*** EXCERPT
What I'm going to present to you today is as close as I can get to the actual true story of how Leo Zagami got to where he is today and how he clearly demonstrates how little research Alex and his team do on somebody before they allow them to be presented as a credible guest on their show.
So, there isn't too much concrete information known about Leo Zagami pre-2008.
According to the bio he has on his website, he was working as a DJ and record producer under the name Leo Young until 2006, at which point he decided to start exposing the Illuminati.
His father was a professor of psychology named Elio Zagami, and his mother was Jessica Lyon Young, who Leo alleges is, quote, a member of the Queen Mother of England's family.
He doesn't specify how he's related to the Queen Mother, and from digging around as much as I can, I can't find any close relations with the Queen Mother who have that name.
The only references I can find to Jessica Lyon Young being related to the royal family come from various websites that have reposted Leo's self-written bio.
Given the other things I know about him, I strongly suspect he's making up his connection to the Queen Mother.
Leo's life story up to going public against the Illuminati goes something like this.
He was born into a Scottish Sicilian Illuminati aristocratic bloodline, and as such, he's been a part of the Illuminati since the day he was born.
Of course.
As a lifelong member, he was groomed as a prince of the Illuminati, reaching the rank of the 33rd degree of Masonic initiation at the notorious Italian P2 Lodge.
Before he decided to expose the secret society, he was set to replace the previous king of the Illuminati, but Leo was disgusted by the Satanism he was surrounded by, so he turned his back on at all.
Leo Zagami was kicked out of Kirby Lodge within two years of joining for behavioral problems, including, but not limited to, excessive use of profanity.
After that point, he started just joining a bunch of fake lodges that aren't even involved with the Masons, but they seek to create the illusion that they are.
If he ever reached any high level of initiation anywhere, it's in fake Masonic lodges, which seems on brand.
The politician offered to answer any questions Kerry might have, which led to a correspondence.
In his messages, he makes a number of predictions that do not come true, and they should have, based on him saying that the things were set up in advance.
They weren't predictions in the way he was saying it.
******
=== REQUIRED TASKS ===
1) In the excerpt about Leo Zagami, what name did he use as a DJ and record producer until 2006?
2) Resume the excerpt about Leo Zagami, starting after its last sentence.
The data that comes next is from a separate source.
*** DATA ENTRIES
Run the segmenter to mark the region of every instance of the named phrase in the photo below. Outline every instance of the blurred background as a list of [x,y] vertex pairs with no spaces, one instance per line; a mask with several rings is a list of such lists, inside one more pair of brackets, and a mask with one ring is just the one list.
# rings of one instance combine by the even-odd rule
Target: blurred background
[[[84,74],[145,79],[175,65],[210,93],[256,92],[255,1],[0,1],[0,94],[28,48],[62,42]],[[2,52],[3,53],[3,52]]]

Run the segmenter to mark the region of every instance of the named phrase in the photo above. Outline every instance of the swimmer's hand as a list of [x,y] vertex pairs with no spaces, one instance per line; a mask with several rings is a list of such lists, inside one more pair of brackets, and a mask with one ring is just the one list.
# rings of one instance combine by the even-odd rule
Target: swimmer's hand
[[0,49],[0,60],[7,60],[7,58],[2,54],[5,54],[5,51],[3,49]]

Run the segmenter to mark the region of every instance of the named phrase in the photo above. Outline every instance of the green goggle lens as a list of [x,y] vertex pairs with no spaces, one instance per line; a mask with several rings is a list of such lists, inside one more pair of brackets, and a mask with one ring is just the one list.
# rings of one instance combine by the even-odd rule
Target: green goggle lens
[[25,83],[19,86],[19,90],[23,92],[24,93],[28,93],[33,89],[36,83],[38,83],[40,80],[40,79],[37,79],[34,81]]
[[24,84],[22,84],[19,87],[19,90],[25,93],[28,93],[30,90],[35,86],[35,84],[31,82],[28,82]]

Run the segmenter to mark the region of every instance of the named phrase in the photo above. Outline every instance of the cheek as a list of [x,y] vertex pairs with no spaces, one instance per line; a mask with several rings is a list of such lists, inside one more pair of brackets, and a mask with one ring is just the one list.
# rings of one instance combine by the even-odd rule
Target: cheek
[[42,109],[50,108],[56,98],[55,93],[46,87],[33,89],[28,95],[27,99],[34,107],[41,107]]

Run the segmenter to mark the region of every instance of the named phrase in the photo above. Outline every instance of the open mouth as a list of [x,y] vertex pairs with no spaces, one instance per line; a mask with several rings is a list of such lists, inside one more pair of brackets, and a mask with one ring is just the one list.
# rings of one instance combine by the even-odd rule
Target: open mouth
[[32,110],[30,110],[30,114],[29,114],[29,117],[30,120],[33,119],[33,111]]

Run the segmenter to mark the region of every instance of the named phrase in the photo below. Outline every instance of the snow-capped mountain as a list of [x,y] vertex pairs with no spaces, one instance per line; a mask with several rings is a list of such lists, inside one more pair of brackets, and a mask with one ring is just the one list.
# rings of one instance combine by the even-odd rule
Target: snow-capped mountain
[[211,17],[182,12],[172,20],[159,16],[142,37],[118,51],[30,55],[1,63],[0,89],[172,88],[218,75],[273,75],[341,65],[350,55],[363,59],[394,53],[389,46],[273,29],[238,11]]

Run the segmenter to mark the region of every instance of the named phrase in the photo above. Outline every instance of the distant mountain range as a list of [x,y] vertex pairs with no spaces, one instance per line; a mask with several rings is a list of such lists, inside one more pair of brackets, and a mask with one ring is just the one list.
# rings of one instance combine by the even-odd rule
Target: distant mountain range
******
*** DATA ENTRIES
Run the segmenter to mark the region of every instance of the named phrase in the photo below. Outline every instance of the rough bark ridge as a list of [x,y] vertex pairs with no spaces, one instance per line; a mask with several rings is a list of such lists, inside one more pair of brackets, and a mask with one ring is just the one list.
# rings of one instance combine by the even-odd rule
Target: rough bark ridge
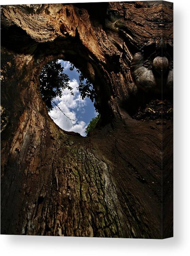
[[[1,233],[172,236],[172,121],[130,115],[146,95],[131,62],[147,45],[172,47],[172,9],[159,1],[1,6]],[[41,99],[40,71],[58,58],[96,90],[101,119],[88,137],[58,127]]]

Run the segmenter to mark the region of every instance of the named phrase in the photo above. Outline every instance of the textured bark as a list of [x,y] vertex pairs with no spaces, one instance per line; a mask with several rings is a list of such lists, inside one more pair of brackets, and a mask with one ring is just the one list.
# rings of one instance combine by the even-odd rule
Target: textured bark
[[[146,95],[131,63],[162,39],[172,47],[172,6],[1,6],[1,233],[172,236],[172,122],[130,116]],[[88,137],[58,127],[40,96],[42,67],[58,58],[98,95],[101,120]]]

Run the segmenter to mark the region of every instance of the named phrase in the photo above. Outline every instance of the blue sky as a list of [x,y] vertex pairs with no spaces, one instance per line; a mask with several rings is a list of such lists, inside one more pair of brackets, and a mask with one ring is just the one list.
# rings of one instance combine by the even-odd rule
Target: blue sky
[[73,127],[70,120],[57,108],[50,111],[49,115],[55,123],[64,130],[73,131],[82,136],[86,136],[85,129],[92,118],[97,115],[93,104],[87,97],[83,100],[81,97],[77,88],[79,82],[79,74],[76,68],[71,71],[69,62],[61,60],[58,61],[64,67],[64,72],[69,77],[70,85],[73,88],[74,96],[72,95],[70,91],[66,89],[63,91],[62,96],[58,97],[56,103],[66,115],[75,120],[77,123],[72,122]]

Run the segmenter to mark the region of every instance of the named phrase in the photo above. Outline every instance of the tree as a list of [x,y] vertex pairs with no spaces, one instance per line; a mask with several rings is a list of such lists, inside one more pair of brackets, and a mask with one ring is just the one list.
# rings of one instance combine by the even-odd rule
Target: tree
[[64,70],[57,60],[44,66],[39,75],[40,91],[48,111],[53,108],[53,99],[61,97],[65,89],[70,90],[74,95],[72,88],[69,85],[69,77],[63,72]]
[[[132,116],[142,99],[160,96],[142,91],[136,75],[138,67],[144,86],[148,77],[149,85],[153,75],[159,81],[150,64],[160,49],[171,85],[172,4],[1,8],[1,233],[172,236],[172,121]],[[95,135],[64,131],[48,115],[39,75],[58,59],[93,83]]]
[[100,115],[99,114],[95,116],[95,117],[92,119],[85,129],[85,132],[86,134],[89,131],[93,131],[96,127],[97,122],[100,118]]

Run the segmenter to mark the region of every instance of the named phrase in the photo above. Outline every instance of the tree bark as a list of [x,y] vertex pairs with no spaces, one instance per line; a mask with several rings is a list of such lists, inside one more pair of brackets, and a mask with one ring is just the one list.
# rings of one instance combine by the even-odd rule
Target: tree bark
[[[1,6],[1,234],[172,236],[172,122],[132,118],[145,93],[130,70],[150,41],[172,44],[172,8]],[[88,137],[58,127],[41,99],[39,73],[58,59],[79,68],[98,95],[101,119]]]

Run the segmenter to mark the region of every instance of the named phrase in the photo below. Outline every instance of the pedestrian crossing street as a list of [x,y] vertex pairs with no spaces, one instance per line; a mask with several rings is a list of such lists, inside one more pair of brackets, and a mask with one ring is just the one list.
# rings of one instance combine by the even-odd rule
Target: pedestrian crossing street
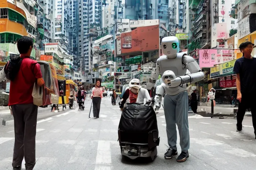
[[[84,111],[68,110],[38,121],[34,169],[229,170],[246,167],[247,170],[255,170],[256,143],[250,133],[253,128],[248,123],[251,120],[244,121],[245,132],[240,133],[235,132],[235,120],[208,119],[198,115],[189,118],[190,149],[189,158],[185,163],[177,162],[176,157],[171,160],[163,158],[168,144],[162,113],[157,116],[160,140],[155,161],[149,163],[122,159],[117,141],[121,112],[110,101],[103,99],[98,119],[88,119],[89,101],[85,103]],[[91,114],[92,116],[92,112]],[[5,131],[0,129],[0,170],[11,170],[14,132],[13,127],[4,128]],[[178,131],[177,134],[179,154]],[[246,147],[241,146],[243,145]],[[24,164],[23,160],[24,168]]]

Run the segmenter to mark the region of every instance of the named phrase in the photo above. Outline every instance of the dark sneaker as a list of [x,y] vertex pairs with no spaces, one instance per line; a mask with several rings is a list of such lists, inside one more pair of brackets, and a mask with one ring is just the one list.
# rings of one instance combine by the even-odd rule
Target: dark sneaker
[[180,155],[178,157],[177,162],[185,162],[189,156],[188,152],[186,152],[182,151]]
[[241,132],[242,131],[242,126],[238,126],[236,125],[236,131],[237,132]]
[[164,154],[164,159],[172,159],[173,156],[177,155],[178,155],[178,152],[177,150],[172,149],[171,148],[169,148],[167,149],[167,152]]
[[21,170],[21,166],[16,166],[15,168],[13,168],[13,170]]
******
*** DATA ENTRIES
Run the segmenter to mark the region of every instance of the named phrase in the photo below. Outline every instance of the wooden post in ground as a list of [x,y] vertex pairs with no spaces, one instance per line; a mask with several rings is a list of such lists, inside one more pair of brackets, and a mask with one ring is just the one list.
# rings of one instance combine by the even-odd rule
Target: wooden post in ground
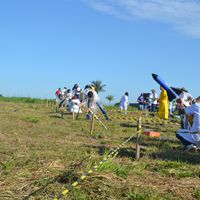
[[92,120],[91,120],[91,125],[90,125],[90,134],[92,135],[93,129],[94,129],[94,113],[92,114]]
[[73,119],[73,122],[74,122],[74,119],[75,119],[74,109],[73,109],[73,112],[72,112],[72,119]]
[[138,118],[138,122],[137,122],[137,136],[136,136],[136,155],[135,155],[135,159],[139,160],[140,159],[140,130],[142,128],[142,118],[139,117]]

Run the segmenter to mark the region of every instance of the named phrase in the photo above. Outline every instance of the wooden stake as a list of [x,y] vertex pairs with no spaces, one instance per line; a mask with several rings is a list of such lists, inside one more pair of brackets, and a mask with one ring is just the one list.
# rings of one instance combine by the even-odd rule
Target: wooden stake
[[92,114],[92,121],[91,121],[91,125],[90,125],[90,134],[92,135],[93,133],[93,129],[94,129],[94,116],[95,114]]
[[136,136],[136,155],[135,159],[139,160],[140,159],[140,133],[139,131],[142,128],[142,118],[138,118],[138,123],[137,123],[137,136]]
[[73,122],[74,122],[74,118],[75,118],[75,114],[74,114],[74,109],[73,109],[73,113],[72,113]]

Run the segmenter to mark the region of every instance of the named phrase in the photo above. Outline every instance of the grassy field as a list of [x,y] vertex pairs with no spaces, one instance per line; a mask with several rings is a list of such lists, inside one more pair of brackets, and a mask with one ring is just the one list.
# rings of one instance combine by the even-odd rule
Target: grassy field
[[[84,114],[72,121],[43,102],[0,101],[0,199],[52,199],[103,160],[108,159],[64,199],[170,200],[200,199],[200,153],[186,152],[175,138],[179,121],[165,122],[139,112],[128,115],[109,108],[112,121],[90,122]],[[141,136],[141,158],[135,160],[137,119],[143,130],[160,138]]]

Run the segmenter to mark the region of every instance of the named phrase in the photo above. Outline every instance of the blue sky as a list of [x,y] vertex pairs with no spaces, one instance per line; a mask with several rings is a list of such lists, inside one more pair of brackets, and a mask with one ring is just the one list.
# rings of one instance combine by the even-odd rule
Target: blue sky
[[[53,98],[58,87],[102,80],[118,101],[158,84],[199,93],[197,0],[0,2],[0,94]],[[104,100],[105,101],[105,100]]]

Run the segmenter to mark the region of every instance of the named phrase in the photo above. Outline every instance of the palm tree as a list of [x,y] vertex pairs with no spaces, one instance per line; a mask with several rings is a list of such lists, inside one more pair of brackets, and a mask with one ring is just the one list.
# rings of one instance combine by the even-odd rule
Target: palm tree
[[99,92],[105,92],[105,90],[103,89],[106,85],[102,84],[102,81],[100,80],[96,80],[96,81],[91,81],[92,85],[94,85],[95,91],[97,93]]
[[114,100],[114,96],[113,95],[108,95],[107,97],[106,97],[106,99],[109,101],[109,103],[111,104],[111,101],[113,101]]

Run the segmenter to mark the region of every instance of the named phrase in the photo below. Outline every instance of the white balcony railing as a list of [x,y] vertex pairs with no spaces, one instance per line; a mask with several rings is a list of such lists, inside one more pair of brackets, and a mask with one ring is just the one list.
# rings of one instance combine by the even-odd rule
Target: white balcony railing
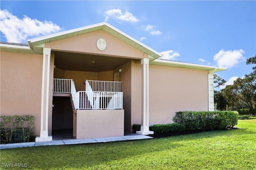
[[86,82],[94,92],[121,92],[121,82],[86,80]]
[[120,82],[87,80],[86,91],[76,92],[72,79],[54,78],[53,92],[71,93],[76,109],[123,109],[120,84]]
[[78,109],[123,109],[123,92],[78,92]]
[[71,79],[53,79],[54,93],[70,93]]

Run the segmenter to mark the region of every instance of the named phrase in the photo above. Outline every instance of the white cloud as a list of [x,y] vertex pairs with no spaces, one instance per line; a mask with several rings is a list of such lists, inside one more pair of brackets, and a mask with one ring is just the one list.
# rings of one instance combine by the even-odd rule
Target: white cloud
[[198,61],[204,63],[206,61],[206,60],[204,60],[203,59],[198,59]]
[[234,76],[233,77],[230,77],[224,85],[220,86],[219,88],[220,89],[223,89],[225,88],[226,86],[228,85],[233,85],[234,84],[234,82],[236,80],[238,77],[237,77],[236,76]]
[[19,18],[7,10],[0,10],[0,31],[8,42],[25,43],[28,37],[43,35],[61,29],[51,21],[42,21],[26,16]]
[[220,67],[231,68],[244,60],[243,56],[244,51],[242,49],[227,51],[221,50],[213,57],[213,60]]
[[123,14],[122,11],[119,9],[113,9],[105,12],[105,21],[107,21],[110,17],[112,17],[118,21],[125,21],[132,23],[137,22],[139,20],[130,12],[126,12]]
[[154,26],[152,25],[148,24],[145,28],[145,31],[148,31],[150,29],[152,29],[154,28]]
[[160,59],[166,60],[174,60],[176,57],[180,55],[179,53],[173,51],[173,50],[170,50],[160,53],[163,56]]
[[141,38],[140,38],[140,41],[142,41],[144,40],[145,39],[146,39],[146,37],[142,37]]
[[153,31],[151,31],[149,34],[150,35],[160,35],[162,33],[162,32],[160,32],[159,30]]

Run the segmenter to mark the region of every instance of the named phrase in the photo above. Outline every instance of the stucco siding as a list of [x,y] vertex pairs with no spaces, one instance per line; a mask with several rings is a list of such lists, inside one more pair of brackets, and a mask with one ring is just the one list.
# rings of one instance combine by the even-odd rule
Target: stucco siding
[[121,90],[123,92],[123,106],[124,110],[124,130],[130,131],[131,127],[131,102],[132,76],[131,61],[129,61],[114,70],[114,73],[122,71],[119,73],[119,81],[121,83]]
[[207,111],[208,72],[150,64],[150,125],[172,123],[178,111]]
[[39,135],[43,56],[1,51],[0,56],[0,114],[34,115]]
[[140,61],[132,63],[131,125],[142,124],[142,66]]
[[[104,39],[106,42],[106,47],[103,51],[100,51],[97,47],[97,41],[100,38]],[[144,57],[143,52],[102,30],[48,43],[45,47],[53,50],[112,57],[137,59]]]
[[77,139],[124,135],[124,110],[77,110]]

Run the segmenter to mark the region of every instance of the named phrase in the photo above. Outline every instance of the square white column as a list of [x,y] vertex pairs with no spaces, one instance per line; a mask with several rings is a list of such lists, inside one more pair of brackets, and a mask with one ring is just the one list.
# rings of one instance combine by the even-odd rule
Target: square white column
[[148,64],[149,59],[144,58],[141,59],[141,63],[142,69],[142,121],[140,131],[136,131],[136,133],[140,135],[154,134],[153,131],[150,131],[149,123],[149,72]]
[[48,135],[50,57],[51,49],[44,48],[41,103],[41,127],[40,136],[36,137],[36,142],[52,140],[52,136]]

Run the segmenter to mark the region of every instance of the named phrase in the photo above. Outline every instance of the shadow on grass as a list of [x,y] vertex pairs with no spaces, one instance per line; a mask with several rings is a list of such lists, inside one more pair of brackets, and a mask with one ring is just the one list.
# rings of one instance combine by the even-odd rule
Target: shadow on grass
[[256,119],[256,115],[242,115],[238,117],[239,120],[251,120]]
******
=== RESPONSES TO THE TASKS ===
1) Leo Young

2)
He was saying, "This is what the plan is." For instance, he said that Siv Janssen would be elected Prime Minister of Norway.
Oh, okay.
Interestingly, in February 2008, Leo Zagami had been interviewed on Project Camelot, so he was in place to be a valuable source to check in with about this letter from an alleged Norwegian politician.
While it may seem like an irrelevant joke now, Project Camelot was a pretty large platform in the conspiracy community a decade ago, and Leo undoubtedly got a whole lot of traction out of being featured on the show and being mixed up in the story of this alleged Norwegian politician warning about Planet X. A cynical mind might suggest, as you kind of already have, given how wrong the alleged politician was about pretty much everything, it's likely that the letter was a bit of a stunt.
And maybe the only person who stood to gain anything from that kind of stunt was Leo himself.
I have no idea, though.
I can't prove it either way.
It could be an amazing coincidence that right after he got interviewed in Oslo for Project Camelot, Carrie received a mysterious whistleblowing message from a Norwegian politician.
Soon after his appearance on Project Camelot, Leo's wife left him and took their son with her.
It's very hard to determine what actually happened here, but I can tell you that I don't believe the version of the story that's repeated ad nauseum in conspiracy circles.
David Icke pulled this exact same stunt in 2012 when he divorced his second wife, Pamela Lee Richards, who said he decided they needed to split up after 11 years of marriage because he, quote, became suspicious that she was a shape-shifting alien.
When intimacy deteriorates for these people, their loved ones strangely always end up being secretly involved with their imagined enemies.
You can even see this with Alex Jones as he blurs the lines between the actions of the globalists and his ex-wife.
In a message board post, Leo wrote that his wife, quote, started to say to me that I should stop immediately my Illuminati confessions on the net and convert to a strict and more fundamentalist view of Islam, otherwise she will leave me.
That was obviously a brainwashing imposition for me, and I couldn't accept such a proposal.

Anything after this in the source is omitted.